▽

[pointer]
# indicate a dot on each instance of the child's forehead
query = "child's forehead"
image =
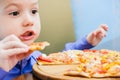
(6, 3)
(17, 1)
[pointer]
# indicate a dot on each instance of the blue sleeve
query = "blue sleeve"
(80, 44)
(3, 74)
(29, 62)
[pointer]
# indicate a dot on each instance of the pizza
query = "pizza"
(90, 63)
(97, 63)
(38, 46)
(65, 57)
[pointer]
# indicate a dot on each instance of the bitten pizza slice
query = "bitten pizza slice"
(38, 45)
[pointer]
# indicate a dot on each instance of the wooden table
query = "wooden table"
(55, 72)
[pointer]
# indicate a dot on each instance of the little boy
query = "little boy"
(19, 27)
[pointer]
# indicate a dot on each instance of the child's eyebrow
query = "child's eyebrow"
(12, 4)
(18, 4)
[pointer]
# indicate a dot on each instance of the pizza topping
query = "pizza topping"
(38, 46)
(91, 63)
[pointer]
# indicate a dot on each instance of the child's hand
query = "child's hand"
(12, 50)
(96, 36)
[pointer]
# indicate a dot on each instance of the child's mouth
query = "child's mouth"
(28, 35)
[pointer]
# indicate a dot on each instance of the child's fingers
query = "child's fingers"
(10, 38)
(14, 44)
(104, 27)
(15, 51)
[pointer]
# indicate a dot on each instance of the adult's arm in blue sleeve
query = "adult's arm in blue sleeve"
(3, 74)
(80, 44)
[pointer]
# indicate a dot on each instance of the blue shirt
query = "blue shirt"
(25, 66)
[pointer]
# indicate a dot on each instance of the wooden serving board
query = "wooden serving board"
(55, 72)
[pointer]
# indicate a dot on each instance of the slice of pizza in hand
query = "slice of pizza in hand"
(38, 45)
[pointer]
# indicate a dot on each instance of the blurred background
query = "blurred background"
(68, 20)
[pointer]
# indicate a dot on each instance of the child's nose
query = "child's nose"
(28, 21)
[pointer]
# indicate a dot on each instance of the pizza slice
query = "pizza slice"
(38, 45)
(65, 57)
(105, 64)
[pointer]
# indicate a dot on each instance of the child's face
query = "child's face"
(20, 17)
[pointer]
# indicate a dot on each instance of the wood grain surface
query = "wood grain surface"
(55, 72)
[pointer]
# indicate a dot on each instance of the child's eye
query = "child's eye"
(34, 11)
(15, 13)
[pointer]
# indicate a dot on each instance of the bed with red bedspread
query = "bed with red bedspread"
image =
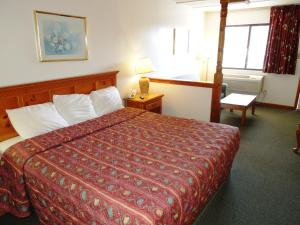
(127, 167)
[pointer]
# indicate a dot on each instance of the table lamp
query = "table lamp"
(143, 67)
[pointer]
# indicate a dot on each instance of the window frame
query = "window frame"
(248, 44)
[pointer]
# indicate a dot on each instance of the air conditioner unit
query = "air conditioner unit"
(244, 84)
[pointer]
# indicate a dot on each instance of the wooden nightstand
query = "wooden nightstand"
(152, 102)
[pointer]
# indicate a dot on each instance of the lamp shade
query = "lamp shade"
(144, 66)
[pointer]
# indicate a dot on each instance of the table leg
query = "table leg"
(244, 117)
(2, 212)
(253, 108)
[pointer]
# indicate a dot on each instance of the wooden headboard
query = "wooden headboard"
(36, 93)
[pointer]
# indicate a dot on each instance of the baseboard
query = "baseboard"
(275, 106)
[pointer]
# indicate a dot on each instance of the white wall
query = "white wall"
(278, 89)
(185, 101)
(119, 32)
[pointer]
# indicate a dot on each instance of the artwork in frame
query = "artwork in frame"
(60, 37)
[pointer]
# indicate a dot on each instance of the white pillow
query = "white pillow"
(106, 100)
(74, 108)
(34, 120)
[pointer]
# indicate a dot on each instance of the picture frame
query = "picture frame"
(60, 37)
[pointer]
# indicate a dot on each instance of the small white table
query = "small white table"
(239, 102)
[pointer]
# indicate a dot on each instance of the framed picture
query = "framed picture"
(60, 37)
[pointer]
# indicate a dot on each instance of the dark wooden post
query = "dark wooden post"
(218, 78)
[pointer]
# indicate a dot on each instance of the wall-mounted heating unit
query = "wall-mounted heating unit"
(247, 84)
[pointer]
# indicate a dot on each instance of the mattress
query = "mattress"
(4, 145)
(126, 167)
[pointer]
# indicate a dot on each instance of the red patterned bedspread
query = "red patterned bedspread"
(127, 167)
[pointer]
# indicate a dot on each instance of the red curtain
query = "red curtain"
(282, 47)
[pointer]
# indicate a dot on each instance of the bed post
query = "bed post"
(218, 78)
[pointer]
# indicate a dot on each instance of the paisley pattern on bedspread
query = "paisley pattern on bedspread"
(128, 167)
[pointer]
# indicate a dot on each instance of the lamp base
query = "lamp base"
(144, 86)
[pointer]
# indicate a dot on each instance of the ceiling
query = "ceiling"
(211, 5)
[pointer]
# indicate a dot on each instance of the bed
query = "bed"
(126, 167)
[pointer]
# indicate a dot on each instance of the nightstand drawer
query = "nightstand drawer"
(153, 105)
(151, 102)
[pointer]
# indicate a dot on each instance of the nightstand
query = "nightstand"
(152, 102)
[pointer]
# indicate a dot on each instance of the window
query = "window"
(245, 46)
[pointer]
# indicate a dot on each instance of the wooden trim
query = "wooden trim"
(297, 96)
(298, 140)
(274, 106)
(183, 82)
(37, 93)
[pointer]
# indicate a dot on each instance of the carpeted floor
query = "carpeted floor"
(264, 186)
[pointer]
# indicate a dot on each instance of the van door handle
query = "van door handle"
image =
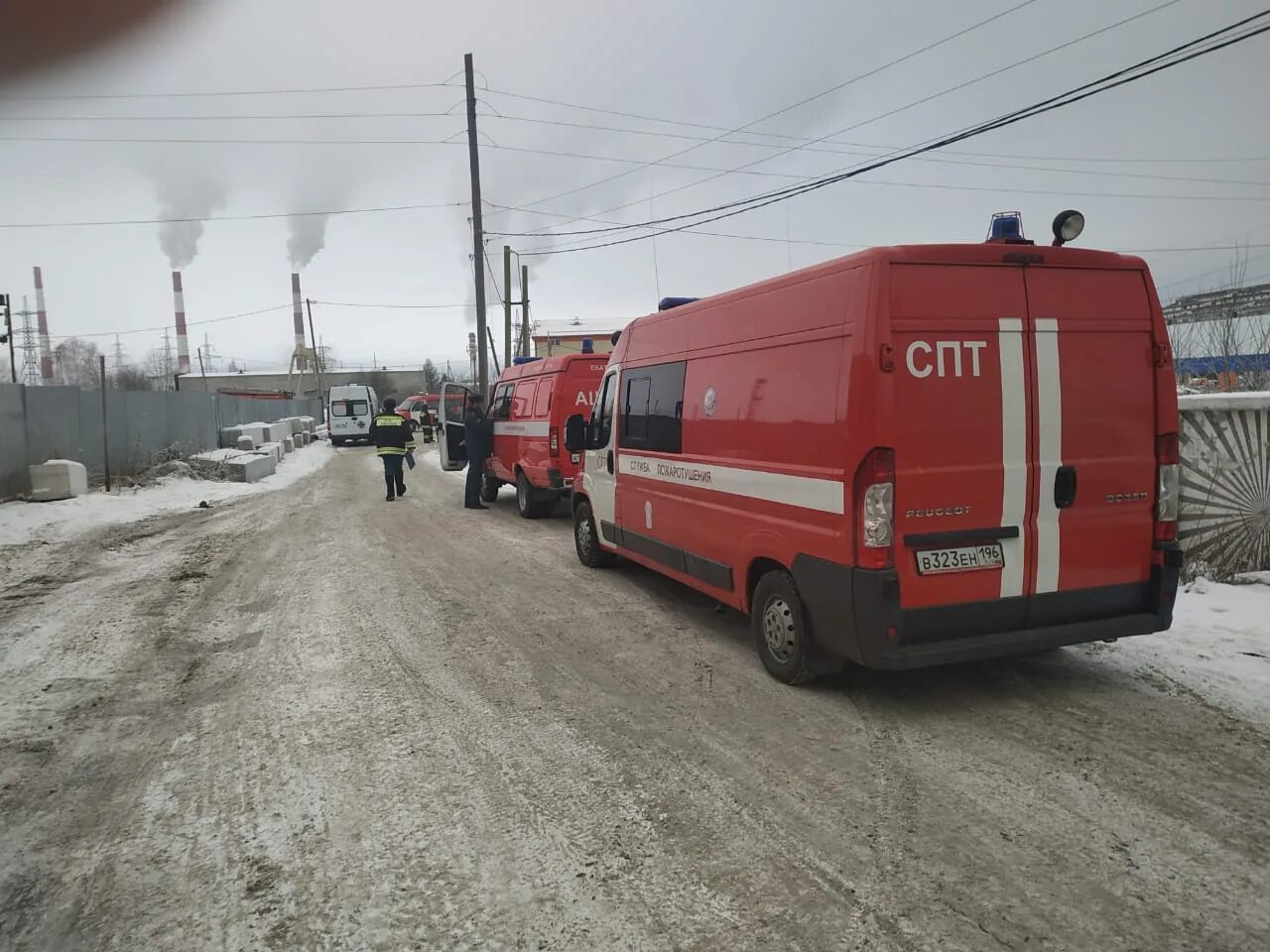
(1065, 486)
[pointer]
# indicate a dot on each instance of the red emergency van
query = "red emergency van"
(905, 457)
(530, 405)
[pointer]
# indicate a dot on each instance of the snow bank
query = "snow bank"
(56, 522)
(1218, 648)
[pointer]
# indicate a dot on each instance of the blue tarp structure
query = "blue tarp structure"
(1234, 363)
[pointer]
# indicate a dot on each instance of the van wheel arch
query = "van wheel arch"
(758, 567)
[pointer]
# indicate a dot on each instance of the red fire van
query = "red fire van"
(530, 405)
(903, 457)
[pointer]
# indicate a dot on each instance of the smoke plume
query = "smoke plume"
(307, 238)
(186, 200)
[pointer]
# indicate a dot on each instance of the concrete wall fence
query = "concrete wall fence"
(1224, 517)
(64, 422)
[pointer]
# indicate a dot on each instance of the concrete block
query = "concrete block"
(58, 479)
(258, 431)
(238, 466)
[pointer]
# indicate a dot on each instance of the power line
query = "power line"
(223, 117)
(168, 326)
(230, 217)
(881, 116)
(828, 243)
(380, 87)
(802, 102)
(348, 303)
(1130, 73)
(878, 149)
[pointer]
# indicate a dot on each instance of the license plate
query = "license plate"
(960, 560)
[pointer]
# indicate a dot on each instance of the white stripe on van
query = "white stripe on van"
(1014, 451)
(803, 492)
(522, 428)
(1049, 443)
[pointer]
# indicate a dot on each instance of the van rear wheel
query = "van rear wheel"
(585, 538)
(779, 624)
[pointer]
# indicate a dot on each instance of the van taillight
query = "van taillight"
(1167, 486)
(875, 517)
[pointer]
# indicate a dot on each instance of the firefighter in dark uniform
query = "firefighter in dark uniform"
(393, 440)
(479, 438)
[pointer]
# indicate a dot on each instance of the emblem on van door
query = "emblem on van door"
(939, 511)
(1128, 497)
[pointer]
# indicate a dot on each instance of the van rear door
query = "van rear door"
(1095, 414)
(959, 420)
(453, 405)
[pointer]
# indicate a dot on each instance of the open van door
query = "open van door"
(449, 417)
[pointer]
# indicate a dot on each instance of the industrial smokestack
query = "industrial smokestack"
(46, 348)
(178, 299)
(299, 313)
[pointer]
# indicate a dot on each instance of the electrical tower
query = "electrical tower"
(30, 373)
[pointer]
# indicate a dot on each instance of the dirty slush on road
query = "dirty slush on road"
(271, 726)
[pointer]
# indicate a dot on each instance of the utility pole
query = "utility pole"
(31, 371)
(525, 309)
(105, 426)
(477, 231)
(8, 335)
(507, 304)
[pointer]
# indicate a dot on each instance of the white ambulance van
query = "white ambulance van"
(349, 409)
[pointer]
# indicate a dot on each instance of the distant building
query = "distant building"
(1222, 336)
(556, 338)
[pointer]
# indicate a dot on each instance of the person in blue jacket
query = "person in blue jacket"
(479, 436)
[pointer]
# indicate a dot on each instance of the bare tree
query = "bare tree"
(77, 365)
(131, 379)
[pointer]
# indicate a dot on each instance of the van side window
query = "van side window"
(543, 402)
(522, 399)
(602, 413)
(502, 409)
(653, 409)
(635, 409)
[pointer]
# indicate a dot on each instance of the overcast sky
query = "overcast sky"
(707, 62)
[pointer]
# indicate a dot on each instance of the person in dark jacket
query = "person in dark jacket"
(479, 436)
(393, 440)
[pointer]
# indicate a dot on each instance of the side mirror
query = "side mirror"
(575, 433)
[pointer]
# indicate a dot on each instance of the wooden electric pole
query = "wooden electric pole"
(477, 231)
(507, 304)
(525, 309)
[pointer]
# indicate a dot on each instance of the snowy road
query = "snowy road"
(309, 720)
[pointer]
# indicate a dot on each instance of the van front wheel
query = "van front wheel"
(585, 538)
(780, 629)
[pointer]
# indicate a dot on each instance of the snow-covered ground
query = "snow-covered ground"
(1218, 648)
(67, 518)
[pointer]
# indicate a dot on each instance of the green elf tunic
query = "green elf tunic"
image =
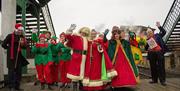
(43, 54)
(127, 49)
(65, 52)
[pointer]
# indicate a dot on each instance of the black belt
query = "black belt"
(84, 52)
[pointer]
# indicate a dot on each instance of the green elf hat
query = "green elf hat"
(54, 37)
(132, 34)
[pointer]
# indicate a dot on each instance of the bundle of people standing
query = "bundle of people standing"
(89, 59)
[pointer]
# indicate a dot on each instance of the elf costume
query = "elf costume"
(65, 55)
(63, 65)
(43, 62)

△

**Your task:** Return every line from the rows above that contains the string "eyebrow".

**Exercise output:**
# indicate a dot on each instance of the child's eyebrow
query = "child's eyebrow"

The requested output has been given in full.